START SUPPLIED ENTRIES

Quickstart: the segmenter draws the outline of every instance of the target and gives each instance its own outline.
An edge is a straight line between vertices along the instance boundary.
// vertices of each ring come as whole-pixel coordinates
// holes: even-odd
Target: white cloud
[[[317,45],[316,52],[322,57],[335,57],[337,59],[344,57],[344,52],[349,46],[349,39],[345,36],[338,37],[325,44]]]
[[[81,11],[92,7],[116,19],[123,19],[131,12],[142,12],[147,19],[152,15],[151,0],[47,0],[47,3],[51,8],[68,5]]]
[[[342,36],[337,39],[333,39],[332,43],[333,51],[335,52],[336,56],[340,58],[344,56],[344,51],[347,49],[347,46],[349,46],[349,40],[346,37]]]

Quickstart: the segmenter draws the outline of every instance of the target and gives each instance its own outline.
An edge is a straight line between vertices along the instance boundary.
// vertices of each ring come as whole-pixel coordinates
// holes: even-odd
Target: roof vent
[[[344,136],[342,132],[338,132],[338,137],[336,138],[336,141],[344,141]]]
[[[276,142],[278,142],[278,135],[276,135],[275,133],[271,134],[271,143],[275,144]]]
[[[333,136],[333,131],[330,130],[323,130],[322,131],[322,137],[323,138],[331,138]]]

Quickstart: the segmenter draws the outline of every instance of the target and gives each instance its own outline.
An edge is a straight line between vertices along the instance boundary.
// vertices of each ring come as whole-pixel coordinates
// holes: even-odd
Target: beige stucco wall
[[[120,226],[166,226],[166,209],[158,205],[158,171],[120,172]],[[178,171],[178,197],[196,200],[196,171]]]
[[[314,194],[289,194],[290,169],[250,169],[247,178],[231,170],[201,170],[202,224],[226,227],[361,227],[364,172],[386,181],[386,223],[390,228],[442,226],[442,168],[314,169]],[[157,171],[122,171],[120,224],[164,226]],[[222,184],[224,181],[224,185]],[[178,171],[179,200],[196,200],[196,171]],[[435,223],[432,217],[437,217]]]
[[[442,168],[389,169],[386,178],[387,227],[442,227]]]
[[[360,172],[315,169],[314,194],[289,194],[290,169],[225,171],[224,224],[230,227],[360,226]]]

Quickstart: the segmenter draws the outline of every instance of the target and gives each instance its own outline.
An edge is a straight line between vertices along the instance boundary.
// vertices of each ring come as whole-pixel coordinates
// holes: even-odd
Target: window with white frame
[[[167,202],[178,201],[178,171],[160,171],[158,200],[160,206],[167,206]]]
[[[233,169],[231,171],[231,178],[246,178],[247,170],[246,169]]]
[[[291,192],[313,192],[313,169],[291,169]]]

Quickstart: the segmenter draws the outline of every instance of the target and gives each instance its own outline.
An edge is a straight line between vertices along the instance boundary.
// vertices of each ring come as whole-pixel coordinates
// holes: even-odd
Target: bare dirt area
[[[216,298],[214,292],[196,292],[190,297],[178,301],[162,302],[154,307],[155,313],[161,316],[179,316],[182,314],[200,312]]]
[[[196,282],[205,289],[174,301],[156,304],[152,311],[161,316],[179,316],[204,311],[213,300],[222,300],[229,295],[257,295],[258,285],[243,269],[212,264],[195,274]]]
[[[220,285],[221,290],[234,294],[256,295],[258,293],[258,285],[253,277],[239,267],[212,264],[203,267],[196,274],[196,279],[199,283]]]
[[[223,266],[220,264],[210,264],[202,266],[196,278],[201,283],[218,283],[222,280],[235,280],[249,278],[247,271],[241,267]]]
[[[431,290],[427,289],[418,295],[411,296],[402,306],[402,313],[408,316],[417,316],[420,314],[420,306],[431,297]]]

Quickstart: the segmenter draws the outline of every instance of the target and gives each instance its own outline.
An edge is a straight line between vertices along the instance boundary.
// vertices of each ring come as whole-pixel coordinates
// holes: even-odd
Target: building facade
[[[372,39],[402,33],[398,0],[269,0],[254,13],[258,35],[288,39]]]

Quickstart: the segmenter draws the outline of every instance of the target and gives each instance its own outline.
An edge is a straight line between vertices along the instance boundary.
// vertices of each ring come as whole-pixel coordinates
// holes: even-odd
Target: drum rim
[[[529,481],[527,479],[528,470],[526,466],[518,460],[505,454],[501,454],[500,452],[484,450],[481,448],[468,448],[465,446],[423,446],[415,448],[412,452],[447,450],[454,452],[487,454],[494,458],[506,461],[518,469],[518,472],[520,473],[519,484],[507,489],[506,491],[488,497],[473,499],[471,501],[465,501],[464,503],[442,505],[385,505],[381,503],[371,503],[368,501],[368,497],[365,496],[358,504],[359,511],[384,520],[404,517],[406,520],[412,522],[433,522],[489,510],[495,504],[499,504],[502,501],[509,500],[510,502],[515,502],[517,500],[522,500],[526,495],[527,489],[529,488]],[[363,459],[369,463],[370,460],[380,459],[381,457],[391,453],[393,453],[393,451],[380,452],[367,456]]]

END SUPPLIED ENTRIES

■ AIM OF THE EXERCISE:
Every line of the listing should be reproduced exactly.

■ REPLY TO THE EXERCISE:
Quickstart: the segmenter draws the outline of every instance of the target and gives each instance its own outline.
An edge is a straight line between vertices along the instance boundary.
// vertices of each ring come as whole-pixel coordinates
// holes: even-odd
Target: white cloud
[[[317,45],[316,52],[322,57],[335,57],[337,59],[344,57],[344,52],[349,46],[349,39],[345,36],[338,37],[325,44]]]
[[[81,11],[92,7],[116,19],[123,19],[131,12],[142,12],[147,19],[152,15],[151,0],[47,0],[47,3],[51,8],[68,5]]]
[[[342,36],[337,39],[333,39],[332,43],[333,51],[335,52],[336,56],[340,58],[344,56],[344,51],[347,49],[347,46],[349,46],[349,40],[346,37]]]

Quickstart: the segmenter draws the outline of every instance of the target and gives each instance its own outline.
An edge is a straight line between vertices along the instance boundary.
// vertices of each ring come as whole-pixel coordinates
// holes: even-odd
Target: roof vent
[[[344,136],[342,132],[338,132],[338,137],[336,138],[336,141],[344,141]]]
[[[276,142],[278,142],[278,135],[276,135],[275,133],[271,134],[271,143],[275,144]]]
[[[333,136],[333,131],[330,130],[323,130],[322,131],[322,137],[323,138],[331,138]]]

Quickstart: the segmenter draws the outline of every instance of the target and gives each instance its own outline.
An edge is a straight line between vertices along the instance boundary.
// vertices of each ring come as whole-pixel coordinates
// holes: even-odd
Target: beige stucco wall
[[[120,226],[166,226],[166,209],[158,205],[158,171],[120,172]],[[178,171],[178,197],[196,200],[196,171]]]
[[[314,194],[289,194],[290,169],[250,169],[247,178],[231,170],[201,170],[202,224],[226,227],[361,227],[364,172],[386,181],[386,223],[390,228],[442,226],[442,168],[314,169]],[[157,171],[122,171],[120,224],[164,226]],[[222,184],[224,181],[224,185]],[[178,171],[179,200],[196,200],[196,171]],[[435,223],[432,217],[437,217]]]
[[[442,168],[389,169],[386,178],[387,227],[442,227]]]
[[[360,172],[315,169],[314,194],[289,194],[290,169],[225,171],[224,224],[230,227],[360,226]]]

Quickstart: the segmenter draws the outline of every instance of the target and gives each instance its own outline.
An edge is a straight line between vertices along the instance boundary.
// vertices of each ring come as whole-pixel coordinates
// holes: even-odd
Target: window with white frame
[[[167,202],[178,201],[178,171],[160,171],[158,200],[160,206],[167,206]]]
[[[233,169],[231,171],[231,178],[246,178],[247,170],[246,169]]]
[[[291,192],[313,192],[313,169],[291,169]]]

Quickstart: the segmenter draws the outline of every instance of the target and gives each instance its own outline.
An edge is a straight line between vertices along the instance boundary.
// vertices of each ring come as whole-pixel coordinates
// holes: even-odd
Target: bare dirt area
[[[216,298],[214,292],[196,292],[190,297],[178,301],[162,302],[154,307],[155,313],[161,316],[179,316],[182,314],[200,312]]]
[[[196,282],[205,289],[174,301],[156,304],[152,311],[161,316],[179,316],[204,311],[213,300],[222,300],[229,295],[257,295],[258,285],[243,269],[212,264],[195,274]]]
[[[220,285],[221,290],[234,294],[256,295],[258,293],[258,285],[253,277],[239,267],[212,264],[203,267],[196,274],[196,279],[199,283]]]
[[[223,266],[220,264],[210,264],[202,266],[196,278],[201,283],[218,283],[222,280],[235,280],[249,278],[247,271],[241,267]]]
[[[431,290],[427,289],[418,295],[411,296],[402,306],[402,313],[408,316],[417,316],[420,314],[420,306],[431,297]]]

Quickstart: the segmenter draws the outline of every instance of the target and gives each instance its own outline.
An edge is a straight line between vertices along the instance boundary.
// vertices of each ring come as whole-pixel coordinates
// holes: even-odd
Target: building facade
[[[372,39],[402,33],[398,0],[269,0],[254,13],[258,35],[288,39]]]

Quickstart: the segmenter draws the outline of every instance of the target and gives each instance its own outline.
An edge is a straight line between vertices along the instance boundary.
// vertices of each ring come as whole-pixel coordinates
// holes: even-odd
Target: drum rim
[[[529,481],[527,479],[528,470],[526,466],[518,460],[505,454],[501,454],[500,452],[484,450],[481,448],[468,448],[465,446],[423,446],[415,448],[412,452],[447,450],[454,452],[487,454],[494,458],[506,461],[518,469],[518,472],[520,473],[519,484],[507,489],[506,491],[488,497],[473,499],[471,501],[465,501],[464,503],[442,505],[385,505],[381,503],[371,503],[368,501],[368,497],[365,496],[358,504],[359,511],[384,520],[404,517],[406,520],[412,522],[433,522],[489,510],[495,504],[499,504],[502,501],[509,500],[510,502],[515,502],[517,500],[522,500],[526,495],[527,489],[529,488]],[[363,459],[369,463],[370,460],[380,459],[381,457],[391,453],[393,453],[393,451],[380,452],[367,456]]]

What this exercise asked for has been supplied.